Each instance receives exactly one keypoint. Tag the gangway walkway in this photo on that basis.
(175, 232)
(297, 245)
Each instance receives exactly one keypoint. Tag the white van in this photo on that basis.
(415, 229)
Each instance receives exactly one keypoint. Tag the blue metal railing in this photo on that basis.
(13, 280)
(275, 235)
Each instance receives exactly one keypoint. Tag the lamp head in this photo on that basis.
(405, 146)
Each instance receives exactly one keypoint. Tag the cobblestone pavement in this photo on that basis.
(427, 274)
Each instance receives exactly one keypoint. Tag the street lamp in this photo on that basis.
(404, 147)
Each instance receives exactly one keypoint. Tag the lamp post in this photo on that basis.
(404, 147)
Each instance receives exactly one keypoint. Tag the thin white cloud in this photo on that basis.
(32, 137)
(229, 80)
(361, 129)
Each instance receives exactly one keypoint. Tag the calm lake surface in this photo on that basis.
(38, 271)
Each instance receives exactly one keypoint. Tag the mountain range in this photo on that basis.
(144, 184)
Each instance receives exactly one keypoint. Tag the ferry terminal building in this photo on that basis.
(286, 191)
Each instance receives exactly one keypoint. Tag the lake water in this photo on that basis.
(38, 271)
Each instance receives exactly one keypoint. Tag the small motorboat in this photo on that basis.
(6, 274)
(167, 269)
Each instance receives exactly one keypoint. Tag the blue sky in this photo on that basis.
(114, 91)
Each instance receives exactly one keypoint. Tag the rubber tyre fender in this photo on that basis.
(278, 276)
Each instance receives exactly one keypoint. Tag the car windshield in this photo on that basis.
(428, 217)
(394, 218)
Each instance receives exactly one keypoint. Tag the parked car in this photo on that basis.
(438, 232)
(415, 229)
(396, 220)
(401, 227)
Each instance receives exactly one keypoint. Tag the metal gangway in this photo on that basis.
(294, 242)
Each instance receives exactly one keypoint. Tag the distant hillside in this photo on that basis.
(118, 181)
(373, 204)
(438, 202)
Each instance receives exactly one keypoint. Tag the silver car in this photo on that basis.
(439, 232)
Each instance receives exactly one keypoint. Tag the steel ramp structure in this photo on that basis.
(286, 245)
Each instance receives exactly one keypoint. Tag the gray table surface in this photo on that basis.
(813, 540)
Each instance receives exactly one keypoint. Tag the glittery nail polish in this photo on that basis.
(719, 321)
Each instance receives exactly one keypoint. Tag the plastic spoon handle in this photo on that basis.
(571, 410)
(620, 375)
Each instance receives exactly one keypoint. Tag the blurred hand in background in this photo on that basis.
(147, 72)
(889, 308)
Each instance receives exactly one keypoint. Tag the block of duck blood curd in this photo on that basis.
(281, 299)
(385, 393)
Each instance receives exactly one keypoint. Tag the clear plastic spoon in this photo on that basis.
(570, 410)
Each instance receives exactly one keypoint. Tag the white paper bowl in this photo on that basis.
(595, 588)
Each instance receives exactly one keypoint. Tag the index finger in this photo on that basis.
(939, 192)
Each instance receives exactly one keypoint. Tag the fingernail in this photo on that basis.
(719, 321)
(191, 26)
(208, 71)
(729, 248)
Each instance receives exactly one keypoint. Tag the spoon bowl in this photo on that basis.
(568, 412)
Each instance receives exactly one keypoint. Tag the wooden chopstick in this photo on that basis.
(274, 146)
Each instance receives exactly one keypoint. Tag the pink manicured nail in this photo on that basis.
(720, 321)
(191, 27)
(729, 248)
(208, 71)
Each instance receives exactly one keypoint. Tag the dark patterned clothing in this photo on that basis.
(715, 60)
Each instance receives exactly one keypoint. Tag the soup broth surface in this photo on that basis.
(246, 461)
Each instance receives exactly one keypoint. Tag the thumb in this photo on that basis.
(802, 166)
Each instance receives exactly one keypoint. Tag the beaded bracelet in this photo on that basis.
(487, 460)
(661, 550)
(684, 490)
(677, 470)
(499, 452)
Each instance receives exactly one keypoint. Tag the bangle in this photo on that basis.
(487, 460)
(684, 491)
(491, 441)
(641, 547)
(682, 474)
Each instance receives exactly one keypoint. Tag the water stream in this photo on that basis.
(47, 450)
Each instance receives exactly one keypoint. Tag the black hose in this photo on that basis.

+-------+

Format every line of the records above as a numbered list, leaving out any blank lines.

§ **FINAL RESULT**
1. Each instance receives exactly one keypoint. Tag the gangway walkway in this photo on that basis.
2. (175, 232)
3. (297, 245)
4. Each instance receives exactly one keypoint. Tag the white van in this photo on that basis.
5. (415, 229)
6. Each instance receives exactly one keypoint. Tag the blue metal railing in this photo on that basis.
7. (13, 280)
8. (275, 235)
9. Each instance receives exactly one keypoint. Tag the lamp head in this photo on that basis.
10. (405, 146)
11. Each instance receives exactly one keypoint. Tag the cobblestone pavement in this photo on that basis.
12. (427, 274)
13. Each instance receives exactly one keypoint. Tag the street lamp in this photo on that basis.
14. (404, 147)
15. Each instance receives exactly one keypoint. Tag the lamp post in this photo on that basis.
16. (404, 147)
17. Each instance receives exactly one keypoint. Tag the thin white cloud in this photo on that basis.
18. (32, 137)
19. (229, 80)
20. (361, 129)
21. Each instance receives exactly one keypoint. Tag the calm lake surface in this photo on that basis.
22. (38, 271)
23. Each instance receives exactly one keypoint. Tag the mountain range in this photo on that basis.
24. (144, 184)
25. Each instance receives exactly one keypoint. Tag the ferry terminal building in this photo on that basis.
26. (286, 191)
27. Each instance receives exactly one keypoint. Tag the lake water in this photo on that basis.
28. (38, 271)
29. Each instance receives exactly one keypoint. Tag the small motorboat in this photo on that basis.
30. (6, 274)
31. (167, 269)
32. Each instance receives exactly one keypoint. Tag the blue sky in this photo on that basis.
33. (114, 91)
34. Each instance receives exactly one keypoint. Tag the rubber tyre fender in this photo on that basis.
35. (278, 276)
36. Each instance receives exactly one keypoint. Tag the car windshield in this photo on that basis.
37. (428, 217)
38. (394, 218)
39. Each instance receives exactly one keypoint. Tag the parked car in this photo on that basis.
40. (438, 232)
41. (415, 229)
42. (396, 220)
43. (401, 227)
44. Each instance receives exactly one keypoint. Tag the metal gangway in this photo on that basis.
45. (294, 242)
46. Each instance receives exactly one keypoint. Tag the distant hillside in this photo on that basis.
47. (118, 181)
48. (373, 204)
49. (438, 202)
50. Each instance receives exactly one keypoint. Tag the silver car in this photo on that basis.
51. (439, 232)
52. Each instance receives exactly one keypoint. Tag the steel ramp structure in this photo on that basis.
53. (286, 245)
54. Each instance receives exactly one keypoint. Tag the gray table surface in this photo on that basis.
55. (813, 540)
56. Each instance receives exactly one keypoint. Tag the glittery nail polish in this photo on that basis.
57. (719, 321)
58. Each instance receives exactly one keypoint. Tag the plastic spoon handle in this photo on that basis.
59. (571, 410)
60. (620, 375)
61. Each instance receives exactly one keypoint. Tag the blurred hand in background in this photo on that basis.
62. (147, 72)
63. (889, 308)
64. Each instance receives exactly one keypoint. Tag the block of duck blood curd in this photo on that basis.
65. (281, 299)
66. (385, 393)
67. Each instance receives exactly one keypoint. Tag the clear plastic spoon in this photo on that basis.
68. (570, 410)
69. Each instance receives exactly one keypoint. Tag the white paper bowl in this photo on that basis.
70. (595, 588)
71. Each instance receives exactly one keypoint. Tag the index finger in this photo on that basis.
72. (939, 192)
73. Each instance receives exactly one keypoint. Tag the fingernail in this photo on that basis.
74. (719, 321)
75. (191, 26)
76. (208, 71)
77. (729, 248)
78. Each instance receives exactly one keypoint. Tag the spoon bowl in this photo on that basis.
79. (568, 412)
80. Each instance receives exactly one keypoint. Tag the wooden chopstick in this photo on that basis.
81. (274, 146)
82. Each instance receives exactly one keypoint. Tag the pink manicured nail in this photo on that basis.
83. (720, 321)
84. (191, 27)
85. (729, 248)
86. (208, 71)
87. Each instance receives exactly one keypoint. Tag the dark patterned clothing in this photo on that basis.
88. (715, 60)
89. Each instance receives exactly one keypoint. Tag the soup broth surface in this photo on that basis.
90. (246, 461)
91. Each instance receives exactly one keypoint. Tag the thumb in this photo on that basis.
92. (802, 166)
93. Each instance receives exactly one keypoint. Tag the beaded bracelet in this photo on that basis.
94. (487, 460)
95. (661, 550)
96. (684, 490)
97. (677, 470)
98. (499, 452)
99. Each instance receives exactly one keypoint. Tag the bangle in this photo on that basis.
100. (487, 460)
101. (684, 491)
102. (491, 441)
103. (641, 547)
104. (682, 474)
105. Each instance receives exactly one keypoint. Tag the water stream in this photo on that basis.
106. (47, 450)
107. Each instance receives exactly one keypoint. Tag the black hose in this photo on that basis.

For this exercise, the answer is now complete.